Object position labeling entries:
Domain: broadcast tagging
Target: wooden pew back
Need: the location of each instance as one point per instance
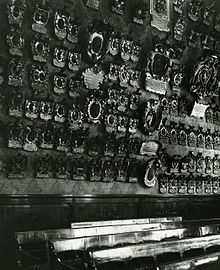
(153, 249)
(100, 241)
(211, 261)
(125, 222)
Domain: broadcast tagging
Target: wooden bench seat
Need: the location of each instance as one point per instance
(209, 262)
(154, 250)
(125, 222)
(31, 243)
(111, 240)
(108, 244)
(27, 241)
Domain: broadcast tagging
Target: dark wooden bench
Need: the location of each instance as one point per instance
(126, 239)
(32, 246)
(209, 262)
(125, 222)
(141, 256)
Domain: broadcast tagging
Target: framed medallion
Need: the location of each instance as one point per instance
(15, 11)
(30, 139)
(16, 166)
(41, 18)
(160, 12)
(44, 166)
(15, 41)
(61, 21)
(151, 174)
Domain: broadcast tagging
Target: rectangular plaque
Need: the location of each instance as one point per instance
(199, 110)
(161, 15)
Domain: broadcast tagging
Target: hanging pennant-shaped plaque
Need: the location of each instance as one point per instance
(160, 11)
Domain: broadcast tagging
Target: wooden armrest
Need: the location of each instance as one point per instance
(188, 264)
(64, 265)
(29, 256)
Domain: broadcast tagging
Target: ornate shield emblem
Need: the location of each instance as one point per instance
(59, 57)
(75, 117)
(160, 11)
(46, 110)
(44, 167)
(15, 41)
(41, 18)
(46, 136)
(16, 104)
(60, 113)
(31, 109)
(94, 109)
(40, 47)
(16, 166)
(15, 139)
(59, 83)
(151, 174)
(98, 40)
(60, 25)
(30, 139)
(15, 71)
(15, 10)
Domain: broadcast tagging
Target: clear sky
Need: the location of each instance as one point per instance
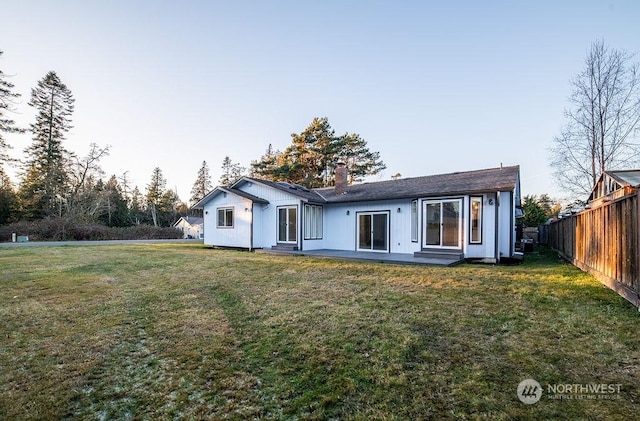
(434, 86)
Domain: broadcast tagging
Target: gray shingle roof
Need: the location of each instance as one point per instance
(469, 182)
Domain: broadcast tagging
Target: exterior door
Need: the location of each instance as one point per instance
(443, 223)
(373, 231)
(288, 224)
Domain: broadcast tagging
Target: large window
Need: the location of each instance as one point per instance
(225, 218)
(475, 230)
(312, 222)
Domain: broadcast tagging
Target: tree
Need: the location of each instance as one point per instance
(538, 210)
(84, 199)
(602, 123)
(359, 159)
(114, 210)
(311, 158)
(268, 165)
(45, 182)
(7, 125)
(137, 207)
(231, 172)
(155, 190)
(8, 199)
(202, 185)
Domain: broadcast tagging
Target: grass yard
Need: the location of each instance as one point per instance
(179, 331)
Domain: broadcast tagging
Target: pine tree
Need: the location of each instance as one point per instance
(45, 182)
(313, 154)
(8, 199)
(269, 166)
(7, 125)
(231, 172)
(155, 191)
(202, 185)
(359, 159)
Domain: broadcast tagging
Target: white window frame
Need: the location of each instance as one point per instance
(225, 221)
(479, 200)
(313, 215)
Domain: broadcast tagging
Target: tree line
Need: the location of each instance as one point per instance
(56, 182)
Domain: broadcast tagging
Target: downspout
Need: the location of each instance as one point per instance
(300, 225)
(251, 225)
(497, 230)
(512, 224)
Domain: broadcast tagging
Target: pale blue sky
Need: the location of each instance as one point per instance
(435, 87)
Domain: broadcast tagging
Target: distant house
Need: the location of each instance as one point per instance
(614, 184)
(190, 226)
(470, 215)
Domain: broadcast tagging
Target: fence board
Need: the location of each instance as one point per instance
(604, 241)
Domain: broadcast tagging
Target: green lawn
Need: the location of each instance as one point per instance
(179, 331)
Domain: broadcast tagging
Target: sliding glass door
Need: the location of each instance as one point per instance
(373, 231)
(443, 223)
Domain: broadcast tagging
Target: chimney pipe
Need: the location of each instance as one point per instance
(341, 178)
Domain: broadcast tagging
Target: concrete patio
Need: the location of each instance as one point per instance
(393, 258)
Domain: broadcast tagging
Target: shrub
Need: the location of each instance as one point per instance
(63, 229)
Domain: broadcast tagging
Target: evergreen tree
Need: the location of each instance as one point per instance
(155, 190)
(7, 125)
(114, 212)
(231, 172)
(137, 208)
(359, 159)
(269, 165)
(313, 154)
(8, 199)
(45, 183)
(202, 185)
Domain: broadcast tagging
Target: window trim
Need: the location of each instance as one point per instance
(224, 223)
(311, 212)
(472, 200)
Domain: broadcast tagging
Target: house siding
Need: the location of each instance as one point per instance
(506, 224)
(237, 236)
(340, 228)
(266, 232)
(486, 249)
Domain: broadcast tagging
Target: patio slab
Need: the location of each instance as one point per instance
(394, 258)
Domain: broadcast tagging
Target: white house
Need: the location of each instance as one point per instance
(470, 215)
(190, 226)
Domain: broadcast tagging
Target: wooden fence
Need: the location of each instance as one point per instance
(605, 242)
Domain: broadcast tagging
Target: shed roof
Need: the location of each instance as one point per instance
(468, 182)
(218, 190)
(626, 177)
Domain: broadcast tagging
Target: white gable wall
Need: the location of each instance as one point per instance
(237, 236)
(266, 215)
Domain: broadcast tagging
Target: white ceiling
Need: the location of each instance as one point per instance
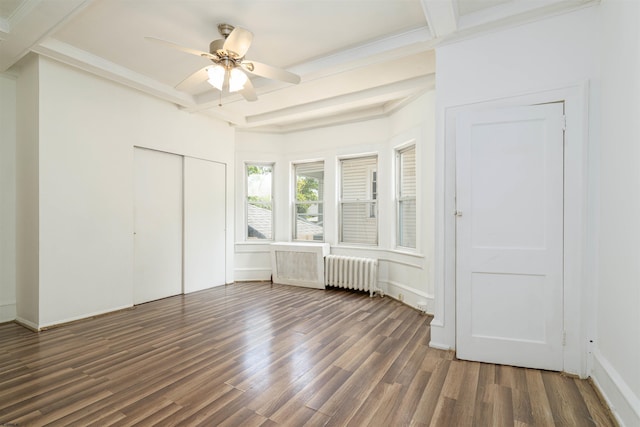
(357, 58)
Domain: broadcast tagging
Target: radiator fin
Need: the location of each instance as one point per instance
(352, 273)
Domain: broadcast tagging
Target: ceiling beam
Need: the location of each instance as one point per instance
(442, 17)
(346, 105)
(34, 21)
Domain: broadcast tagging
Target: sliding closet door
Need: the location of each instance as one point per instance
(204, 224)
(157, 225)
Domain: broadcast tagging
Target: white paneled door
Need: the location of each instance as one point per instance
(157, 225)
(204, 224)
(509, 236)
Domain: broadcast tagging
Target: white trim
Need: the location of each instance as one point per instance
(41, 326)
(576, 297)
(624, 404)
(7, 312)
(411, 296)
(252, 274)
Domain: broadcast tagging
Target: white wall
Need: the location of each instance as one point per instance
(7, 198)
(616, 365)
(27, 203)
(87, 130)
(401, 272)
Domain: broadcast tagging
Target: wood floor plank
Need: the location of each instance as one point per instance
(259, 354)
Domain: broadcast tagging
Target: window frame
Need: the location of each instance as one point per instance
(373, 215)
(247, 238)
(400, 198)
(320, 202)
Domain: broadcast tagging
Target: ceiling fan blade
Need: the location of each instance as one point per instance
(194, 79)
(182, 48)
(238, 41)
(264, 70)
(248, 92)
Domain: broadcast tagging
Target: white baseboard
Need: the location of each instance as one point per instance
(27, 324)
(80, 317)
(7, 312)
(251, 274)
(624, 404)
(409, 296)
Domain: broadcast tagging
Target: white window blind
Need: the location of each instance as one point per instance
(358, 200)
(406, 197)
(308, 206)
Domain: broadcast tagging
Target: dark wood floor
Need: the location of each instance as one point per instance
(255, 354)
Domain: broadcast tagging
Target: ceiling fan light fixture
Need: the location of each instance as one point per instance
(237, 80)
(216, 76)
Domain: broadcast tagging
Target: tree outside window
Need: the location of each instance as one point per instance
(259, 204)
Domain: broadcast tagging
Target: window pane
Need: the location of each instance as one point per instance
(259, 202)
(309, 224)
(358, 206)
(356, 224)
(309, 207)
(406, 197)
(408, 173)
(407, 223)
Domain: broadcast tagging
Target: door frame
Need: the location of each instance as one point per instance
(578, 295)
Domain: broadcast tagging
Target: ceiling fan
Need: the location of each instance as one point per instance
(229, 70)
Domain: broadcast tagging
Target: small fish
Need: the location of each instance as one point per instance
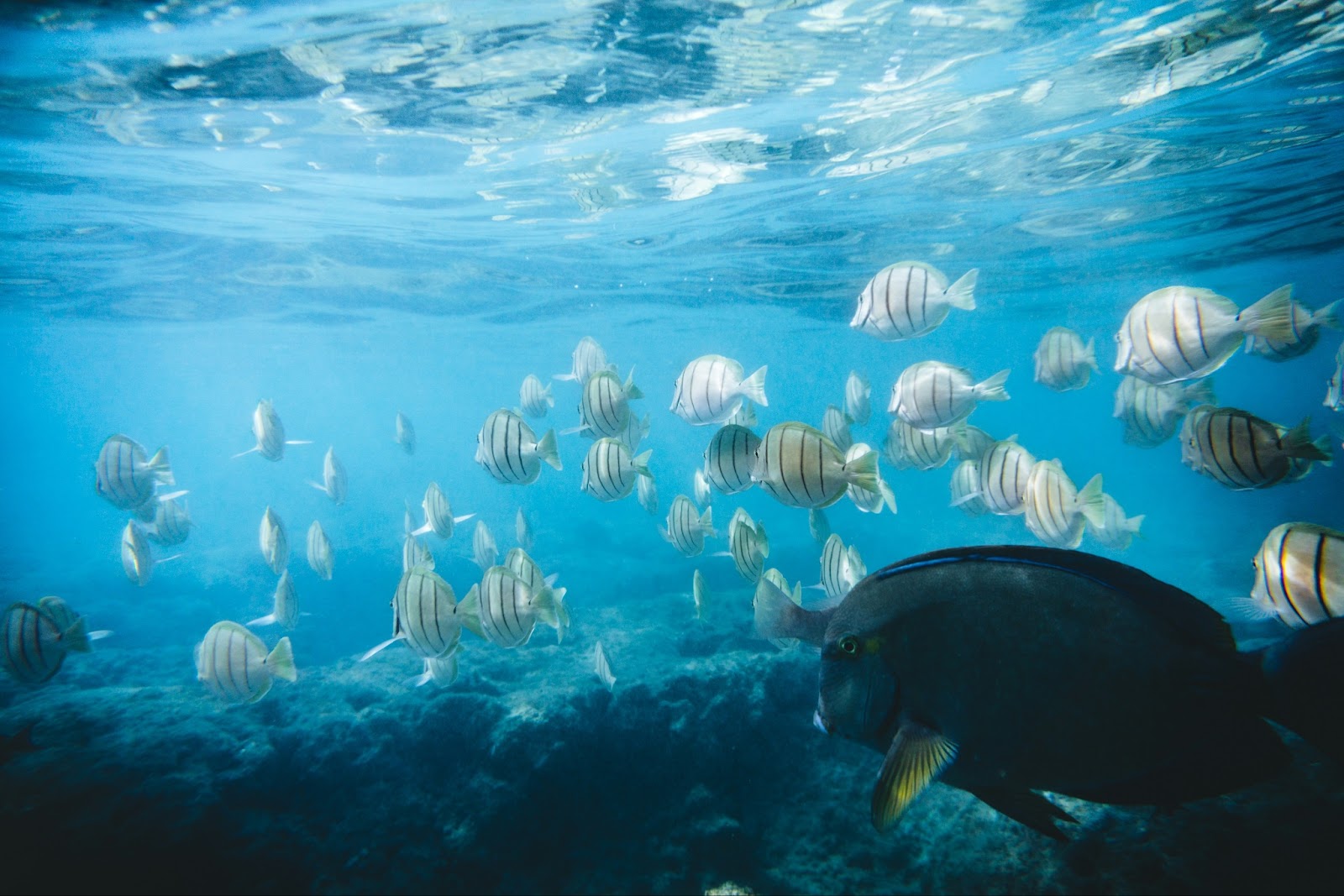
(609, 472)
(284, 606)
(857, 398)
(1055, 510)
(1300, 574)
(1243, 452)
(534, 398)
(438, 513)
(125, 477)
(483, 546)
(35, 644)
(1063, 363)
(320, 555)
(405, 432)
(687, 528)
(234, 664)
(1183, 333)
(800, 466)
(729, 458)
(911, 298)
(269, 432)
(333, 479)
(931, 396)
(711, 389)
(602, 667)
(275, 543)
(508, 449)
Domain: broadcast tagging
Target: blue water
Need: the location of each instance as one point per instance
(360, 208)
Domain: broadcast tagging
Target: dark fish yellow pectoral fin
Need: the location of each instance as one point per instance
(914, 761)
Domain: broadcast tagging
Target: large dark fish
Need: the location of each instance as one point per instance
(1005, 671)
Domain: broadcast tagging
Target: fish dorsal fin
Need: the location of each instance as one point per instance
(914, 761)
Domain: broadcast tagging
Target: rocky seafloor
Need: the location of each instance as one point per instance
(528, 775)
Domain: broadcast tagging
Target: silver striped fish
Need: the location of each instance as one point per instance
(171, 524)
(275, 543)
(907, 448)
(1152, 414)
(405, 432)
(857, 398)
(1003, 477)
(911, 298)
(284, 606)
(322, 558)
(35, 641)
(609, 472)
(1116, 531)
(1055, 510)
(730, 457)
(1305, 327)
(508, 449)
(931, 396)
(687, 528)
(869, 500)
(333, 484)
(234, 664)
(483, 546)
(269, 432)
(1183, 332)
(534, 398)
(1063, 363)
(800, 466)
(1243, 452)
(125, 477)
(438, 513)
(711, 389)
(1300, 574)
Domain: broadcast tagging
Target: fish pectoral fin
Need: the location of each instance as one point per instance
(914, 761)
(1026, 808)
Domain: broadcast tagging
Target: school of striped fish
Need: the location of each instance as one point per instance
(1167, 345)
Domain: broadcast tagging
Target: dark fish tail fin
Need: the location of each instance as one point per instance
(1303, 673)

◆ Goal ◆
Pick out every line above that contains the string "pectoral", and copy each of those lines in full.

◆ Problem solution ◆
Target: dark fish yellow pectoral fin
Target: fish pectoral fin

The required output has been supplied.